Entries taken from a collection
[Start of Attachment]

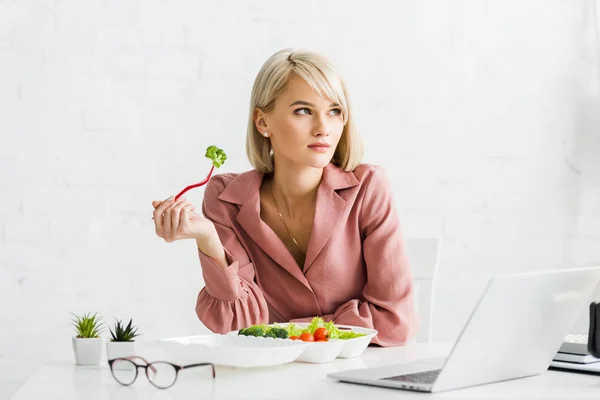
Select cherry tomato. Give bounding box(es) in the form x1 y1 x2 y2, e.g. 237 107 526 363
289 336 299 340
313 327 329 341
299 332 315 342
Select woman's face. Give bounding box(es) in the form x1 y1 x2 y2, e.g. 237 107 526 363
256 74 345 169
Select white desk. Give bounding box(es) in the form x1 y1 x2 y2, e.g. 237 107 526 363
11 342 600 399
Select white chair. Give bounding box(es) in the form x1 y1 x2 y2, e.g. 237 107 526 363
404 237 442 343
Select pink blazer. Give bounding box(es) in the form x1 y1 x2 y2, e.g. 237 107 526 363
195 163 418 346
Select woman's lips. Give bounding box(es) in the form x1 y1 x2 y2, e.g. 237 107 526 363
307 143 330 153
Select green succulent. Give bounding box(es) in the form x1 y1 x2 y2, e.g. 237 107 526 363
109 318 140 342
71 312 105 338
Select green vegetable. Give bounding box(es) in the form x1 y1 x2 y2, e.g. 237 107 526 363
239 325 267 337
307 317 325 334
205 145 227 168
286 323 303 337
306 317 367 339
339 331 367 340
324 321 340 339
264 327 289 339
237 317 367 340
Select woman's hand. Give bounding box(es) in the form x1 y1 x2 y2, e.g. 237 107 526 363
152 197 217 243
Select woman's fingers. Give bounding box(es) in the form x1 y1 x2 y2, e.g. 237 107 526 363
162 198 193 241
153 196 198 242
163 203 176 240
153 197 174 219
170 200 189 234
153 197 175 236
179 204 194 233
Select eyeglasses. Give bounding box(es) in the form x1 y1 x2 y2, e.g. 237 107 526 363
108 356 215 389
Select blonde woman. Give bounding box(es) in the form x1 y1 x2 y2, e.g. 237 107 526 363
152 49 418 346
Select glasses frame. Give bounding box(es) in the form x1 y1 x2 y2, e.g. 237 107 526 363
108 356 215 389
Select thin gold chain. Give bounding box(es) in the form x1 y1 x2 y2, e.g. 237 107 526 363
270 181 306 255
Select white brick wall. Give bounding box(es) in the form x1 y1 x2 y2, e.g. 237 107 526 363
2 0 600 397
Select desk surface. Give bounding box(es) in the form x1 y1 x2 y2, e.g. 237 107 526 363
12 342 600 399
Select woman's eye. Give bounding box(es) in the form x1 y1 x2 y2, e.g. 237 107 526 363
294 108 311 115
294 107 341 116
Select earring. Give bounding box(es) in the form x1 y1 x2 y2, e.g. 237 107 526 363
263 131 269 137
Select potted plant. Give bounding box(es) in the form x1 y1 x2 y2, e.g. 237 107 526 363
71 312 105 365
106 318 140 367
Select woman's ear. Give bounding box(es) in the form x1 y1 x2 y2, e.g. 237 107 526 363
253 108 269 136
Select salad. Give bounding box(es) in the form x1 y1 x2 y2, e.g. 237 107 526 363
237 317 367 342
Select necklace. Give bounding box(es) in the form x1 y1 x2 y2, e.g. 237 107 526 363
270 181 306 255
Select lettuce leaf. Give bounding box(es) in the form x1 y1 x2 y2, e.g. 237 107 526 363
307 317 325 334
285 323 304 337
324 321 340 339
271 317 368 340
338 331 367 339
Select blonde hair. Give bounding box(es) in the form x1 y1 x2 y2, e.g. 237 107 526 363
246 49 363 173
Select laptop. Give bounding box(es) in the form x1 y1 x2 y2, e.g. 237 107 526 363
328 266 600 393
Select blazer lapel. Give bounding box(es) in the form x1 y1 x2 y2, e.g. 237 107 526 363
303 163 360 274
217 164 360 280
218 170 311 288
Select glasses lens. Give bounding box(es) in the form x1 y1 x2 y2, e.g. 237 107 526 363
110 359 137 385
146 362 177 389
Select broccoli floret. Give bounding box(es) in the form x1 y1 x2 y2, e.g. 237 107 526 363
205 145 227 168
264 327 289 339
239 325 266 337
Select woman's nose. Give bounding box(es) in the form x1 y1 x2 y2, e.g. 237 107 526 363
313 116 330 136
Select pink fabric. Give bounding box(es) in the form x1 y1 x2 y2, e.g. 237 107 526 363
195 163 418 347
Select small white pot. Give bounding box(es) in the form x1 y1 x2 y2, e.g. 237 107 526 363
106 341 137 369
72 337 103 366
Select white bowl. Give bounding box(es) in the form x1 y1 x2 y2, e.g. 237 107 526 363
289 323 378 360
157 334 308 368
334 325 378 358
294 339 345 363
228 322 378 363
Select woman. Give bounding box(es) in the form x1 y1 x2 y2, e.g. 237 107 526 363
152 49 418 346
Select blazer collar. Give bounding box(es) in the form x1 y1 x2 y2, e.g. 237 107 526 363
217 162 360 206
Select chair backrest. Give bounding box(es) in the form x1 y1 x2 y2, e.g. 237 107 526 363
404 237 442 343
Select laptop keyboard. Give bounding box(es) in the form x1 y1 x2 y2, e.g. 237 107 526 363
564 334 588 344
381 369 442 384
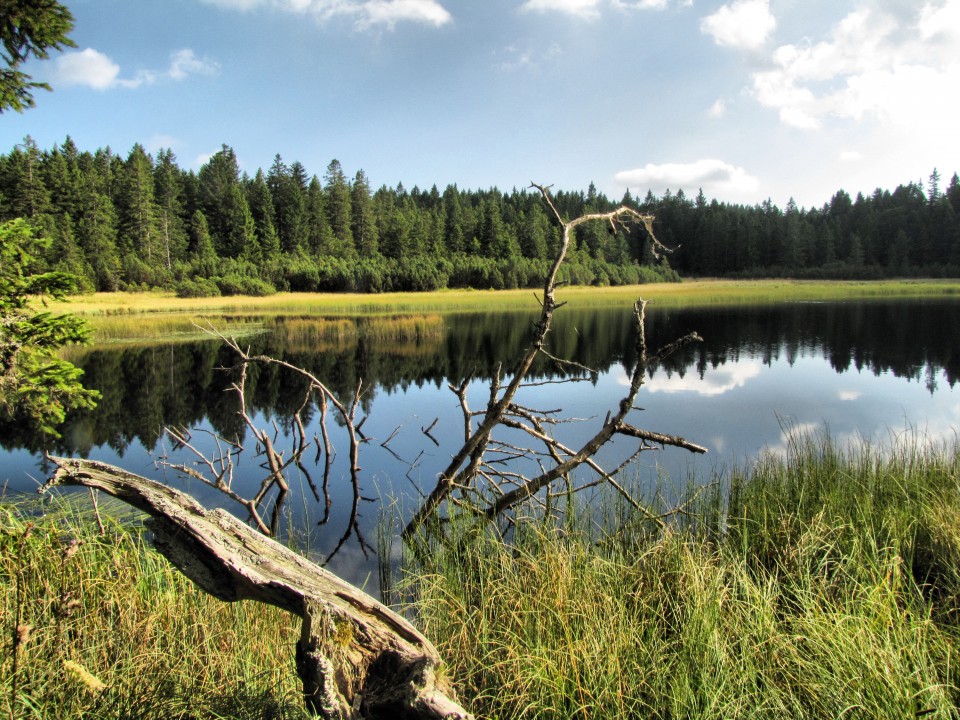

[End of Attachment]

Please give an exact printout of all the records, pictures aside.

Select cherry tomato. Give bounding box(es) in the form x1 y1 x2 y2, e.g. 237 107 526 363
289 336 299 340
313 327 329 341
299 332 315 342
Select woman's face. Give bounding box(es) in the form x1 y1 x2 y2, e.g. 237 107 526 363
256 74 345 169
Select white desk. Give bounding box(es) in the form x1 y1 x2 y2, e.g. 237 107 526 363
11 342 600 399
Select white chair. Give bounding box(es) in the form x1 y1 x2 y2, e.g. 237 107 526 363
404 237 442 343
Select pink blazer. Give bounding box(es) in the form x1 y1 x2 y2, e.g. 237 107 526 363
195 163 418 346
Select woman's lips. Give bounding box(es) in the form x1 y1 x2 y2, e.g. 237 107 526 363
307 143 330 153
Select green succulent. Give bounding box(es) in the form x1 y1 x2 y2, e.g. 237 107 526 363
109 318 140 342
71 312 105 338
Select green vegetable. Give bounding box(es) in the form x1 y1 x2 y2, e.g. 237 107 526 363
239 325 267 337
307 317 325 334
205 145 227 168
286 323 303 337
306 317 367 339
339 331 367 340
324 321 340 339
264 327 289 339
237 317 367 340
Select woman's hand. Give bounding box(es) in the form x1 y1 x2 y2, e.g. 237 107 526 363
152 197 217 243
Select woman's fingers. Give bounding box(es) in the form x1 y1 x2 y2, e.g. 237 107 526 363
162 198 193 241
153 196 198 242
163 203 176 240
153 197 174 219
170 200 189 234
153 197 175 236
179 204 194 233
Select eyeglasses. Give bounding box(es) in the form x1 y1 x2 y2, e.g. 237 107 526 363
108 356 215 389
Select blonde woman. Give bounding box(es) in the form x1 y1 x2 y2, e.g. 237 107 526 363
152 49 418 346
Select glasses frame. Give bounding box(es) in the form x1 y1 x2 y2, e.g. 237 107 526 363
108 356 215 389
Select thin gold chain. Give bounding box(es) in the form x1 y1 x2 y2, e.g. 237 107 526 363
270 181 306 255
Select white brick wall. Give bounding box(es) in the form x1 y1 x2 y2, e.g. 237 107 526 363
2 0 600 397
Select desk surface. Give bounding box(es) in the form x1 y1 x2 y2, e.g. 237 107 526 363
12 342 600 399
Select woman's eye. Give bounding box(es) in the form x1 y1 x2 y2, e.g. 237 107 526 363
294 108 311 115
294 107 341 116
Select earring. Give bounding box(es) in the form x1 y1 x2 y2, e.g. 237 107 526 363
263 131 269 137
Select potted plant. Give bounding box(es) in the form x1 y1 x2 y2, e.g. 237 107 526 363
71 312 105 365
106 318 140 367
Select woman's ear. Give bounding box(es) in the form x1 y1 x2 y2, e.g. 237 107 526 363
253 108 269 136
Select salad. Give bounding box(es) in the form x1 y1 x2 y2, e.g. 237 107 526 363
237 317 367 342
Select necklace. Give bounding box(es) in the form x1 y1 x2 y2, e.g. 237 107 526 363
270 181 306 255
Select lettuce leaf. Give bounding box(es) in the form x1 y1 x2 y2, e.g. 237 107 526 363
307 317 325 334
285 323 304 337
324 321 340 339
271 317 368 340
338 331 367 339
Select blonde hair. Give bounding box(es) in the form x1 y1 x2 y2, e.g. 237 107 526 363
246 49 363 173
Select laptop. Give bounding box(es) in the form x1 y1 x2 y2, e.g. 237 107 526 363
328 266 600 393
Select blazer lapel. Give bounding box(es) in the form x1 y1 x2 y2, e.g. 237 107 526 363
303 163 360 274
217 164 360 280
218 170 311 288
Select glasses lens. Give bounding box(es) in the form x1 y1 x2 y2, e.g. 237 107 526 363
110 359 137 385
146 362 177 389
Select broccoli floret. Give bounding box(es) in the form x1 y1 x2 y2, e.g. 237 107 526 363
205 145 227 168
264 327 289 339
239 325 266 337
Select woman's nose. Give bounding box(es) in the form x1 y1 x2 y2, e.g. 237 107 526 363
313 116 330 136
Select pink fabric. Give bounding box(es) in the form x1 y1 x2 y2, e.g. 237 107 526 363
195 163 418 347
Select small white pot. Give bounding box(es) in the form x1 y1 x2 y2, e.g. 237 107 526 363
106 341 137 369
72 337 103 366
Select white bowl. Give bounding box(es) in the form x1 y1 x2 y2, e.g. 237 107 526 363
289 323 378 360
157 334 308 368
334 325 378 358
294 339 345 363
228 322 378 363
Select woman. Give bounding box(es) in the form x1 y1 x2 y2, e.g. 237 107 526 363
152 49 418 346
Select blazer collar. Give bounding box(es) in the form x1 y1 x2 y2, e.g. 237 107 526 363
217 162 360 206
Select chair backrest. Give bounding box(es) in the form x1 y1 x2 y2, e.g. 237 107 526 363
404 237 442 343
Select laptop keyboard. Give bounding box(es) in the form x1 y1 x2 y2, e.g. 237 107 526 363
564 334 588 344
381 369 442 384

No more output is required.